(Records from a collection)
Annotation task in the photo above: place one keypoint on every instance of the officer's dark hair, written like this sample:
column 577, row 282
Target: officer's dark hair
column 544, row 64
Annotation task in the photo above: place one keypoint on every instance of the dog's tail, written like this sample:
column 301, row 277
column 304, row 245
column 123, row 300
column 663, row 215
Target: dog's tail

=== What is expected ===
Working from the material above, retype it in its entirety without change.

=== Output ===
Annotation task in the photo above: place one keypoint on every instance of the officer's dark hair, written like this sample:
column 577, row 282
Target: officer's dark hair
column 544, row 64
Annotation task in the photo above: place one keypoint on every instance of the dog's tail, written like this sample:
column 301, row 277
column 304, row 245
column 123, row 300
column 663, row 215
Target: dog's tail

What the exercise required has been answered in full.